I can’t remember the last time I bought a tomato that had any taste, even during the tomato ‘season’ in the summer. I don’t go chasing around so-called farmers markets to find the sweetest (shopping for me is a necessity not a life choice). Perhaps I’m expecting too much from the nearest large supermarket but if they don’t have them who does? If I can eat a decent, tasty tomato in Barcelona in February why can’t I do so in Liverpool?

I hope that changes taking place in Spanish shopping habits don’t lead to the same ‘lowest common denominator’ approach. I always used to say to people I took around Spanish cities to have a look in the markets in order to see the quality of the food on sale as compared to Britain but even those places, like the Boqueria off the Rambla in Barcelona, are being turned into tourist gastro traps rather than markets. The same happened with the Mercado Sant Miquel next to the Plaza Major in Madrid so perhaps blandness could be on the way for the Catalans/Spanish in the not too distant future as more shopping is done in supermarkets.

To drink I again opted for the red wine. This came in a half litre carafe, so I have no idea of where it came from (probably a keg) but thought it was quite good, full-bodied and fruity. Better than the wine served at Le Nou, although there quantity made up for quality. One thing that I’d forgotten about drinking red wine in Catalonia is that it’s always served cold, not just in the summer. Some might find this a bit odd, in fact I still do. Once you learn about wines and then think you know a little about them it’s likely that you come to the understanding that reds should be served at room temperature. Not is Spain. The trouble is I’ve never let the wine stand long enough on the table to test whether it improves as the temperature increases.

Sitting not too far from the entrance I was able to get an idea of the customers. Obviously a problem that all tourists face when they travel is lack of local knowledge. I was staying with friends on the outskirts of the city and could get recommendations there but for the centre of Barcelona I was like most other visitors. Having chosen ‘blind’ it was good to see that the majority of those who came in after me where obviously locals who returned on a regular basis.

How am I so sure that these were Catalans as they entered? Their form of dress. Although I had been walking around allowing the sun to caress my bare arms on Montjuic (a few days before) and L’Eixample this particular morning the overwhelming majority of locals still considered it was winter. The standard winter clothing for Catalan women is the padded, quilted jacket, together with a scarf. For the men similar long scarves with leather bomber jackets. I had confirmation of their status as they passed me. I was sitting with my jacket on the back of my chair and could read their thoughts through their looks of astonishment. To a Catalan I must have only recently escaped from an asylum which would not have been the reaction of most other foreign visitors.

Before my order had been taken I had noticed a number of plates of ‘albondigas’ – meatballs – going passed and thought to try them. They are normally a good standby on the menu. When they arrived they were in a thickish tomato sauce, in which were strips of carrot, sweet red pepper, onion and peas. The sauce was tasty but I’ve still to decide on the meat balls themselves. In consistency and taste they seemed like spam to me. I haven’t come across that before and still don’t know if I would choose again if it was on offer.

It might be worth mentioning here that you don’t normally get vegetables with the main, apart from possibly chips, so if you insist on some sort of balance think about this when ordering.

======

* **Direction**:
Retype, word for word, the part of the text above about eating in Barcelona that opens with the words containing "How am I so" and closes with "other foreign visitors.".

======

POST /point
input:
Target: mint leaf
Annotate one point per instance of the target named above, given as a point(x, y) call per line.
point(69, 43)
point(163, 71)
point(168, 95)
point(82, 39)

======

* **Result of this exercise**:
How am I so sure that these were Catalans as they entered? Their form of dress. Although I had been walking around allowing the sun to caress my bare arms on Montjuic (a few days before) and L’Eixample this particular morning the overwhelming majority of locals still considered it was winter. The standard winter clothing for Catalan women is the padded, quilted jacket, together with a scarf. For the men similar long scarves with leather bomber jackets. I had confirmation of their status as they passed me. I was sitting with my jacket on the back of my chair and could read their thoughts through their looks of astonishment. To a Catalan I must have only recently escaped from an asylum which would not have been the reaction of most other foreign visitors.